## [RECORDS FOR THE EXERCISE]

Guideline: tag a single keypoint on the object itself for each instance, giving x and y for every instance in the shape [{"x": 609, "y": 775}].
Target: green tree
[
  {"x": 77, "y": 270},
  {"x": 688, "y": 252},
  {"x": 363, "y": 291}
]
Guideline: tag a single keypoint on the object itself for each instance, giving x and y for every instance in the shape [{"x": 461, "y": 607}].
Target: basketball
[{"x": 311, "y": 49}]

* * *

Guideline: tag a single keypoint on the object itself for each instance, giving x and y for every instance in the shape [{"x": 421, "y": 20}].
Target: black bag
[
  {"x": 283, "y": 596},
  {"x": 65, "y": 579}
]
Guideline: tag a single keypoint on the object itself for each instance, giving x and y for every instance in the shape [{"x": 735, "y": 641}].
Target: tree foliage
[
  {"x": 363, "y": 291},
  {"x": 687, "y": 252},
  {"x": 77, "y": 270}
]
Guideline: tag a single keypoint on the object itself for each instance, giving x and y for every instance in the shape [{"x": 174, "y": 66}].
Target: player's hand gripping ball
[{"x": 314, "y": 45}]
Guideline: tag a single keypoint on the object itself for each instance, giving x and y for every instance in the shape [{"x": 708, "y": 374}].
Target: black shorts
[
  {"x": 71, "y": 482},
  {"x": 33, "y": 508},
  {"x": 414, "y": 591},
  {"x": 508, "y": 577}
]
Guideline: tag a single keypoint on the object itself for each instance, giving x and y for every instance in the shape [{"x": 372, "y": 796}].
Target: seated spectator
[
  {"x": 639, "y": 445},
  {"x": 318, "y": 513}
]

...

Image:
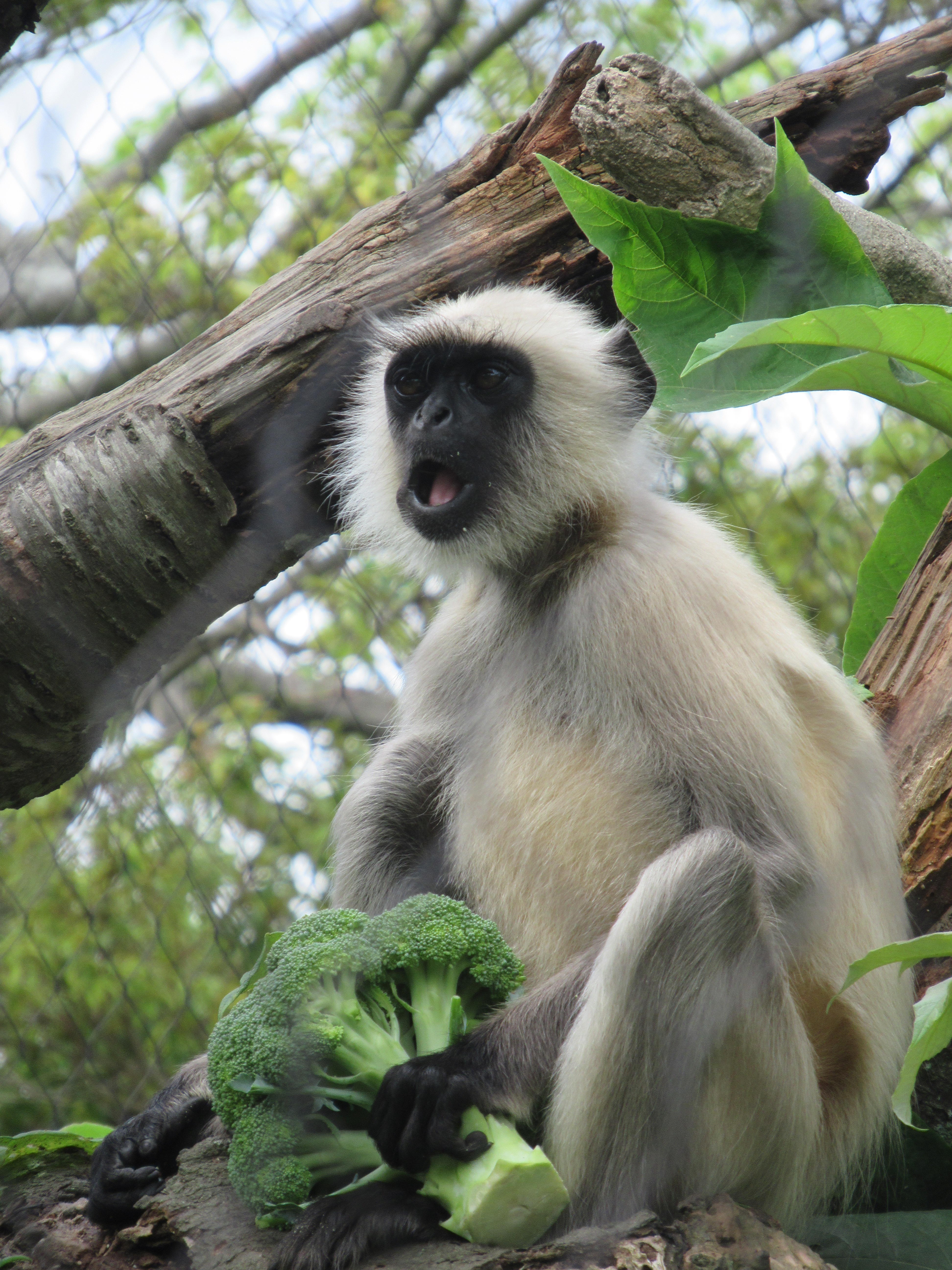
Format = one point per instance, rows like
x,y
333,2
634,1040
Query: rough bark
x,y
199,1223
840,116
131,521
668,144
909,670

## [TASK BRIEF]
Only lines of the material that contain the word "single" belong in the answer; copy each one.

## [WRITTEN REPLY]
Guideline: tag a single keypoint on the object itself for each instance, giving x and y for every instance in the shape [{"x": 609, "y": 775}].
Guideline: tag a single keypoint on the object itself for each instance, giving x and y for every instance in the shape [{"x": 461, "y": 607}].
Guideline: tag a single keypoint on the object itself for each instance, giving x and y for every instance in the shape [{"x": 421, "y": 20}].
Guideline: tag a single keypoint on the object itself for each instance, giving x and y for every instance in the shape [{"x": 735, "y": 641}].
Guideline: tag a single keypoint on the object itself for each instance, giving x and y for every instance in the shape [{"x": 174, "y": 66}].
Guideline: tag a single keypoint on the object itself for each instance, giving x and y for every instance in the shape [{"x": 708, "y": 374}].
Guideline: tag a single keypoint on the object itself for each instance, giving x and y for every instance in the shape [{"x": 372, "y": 796}].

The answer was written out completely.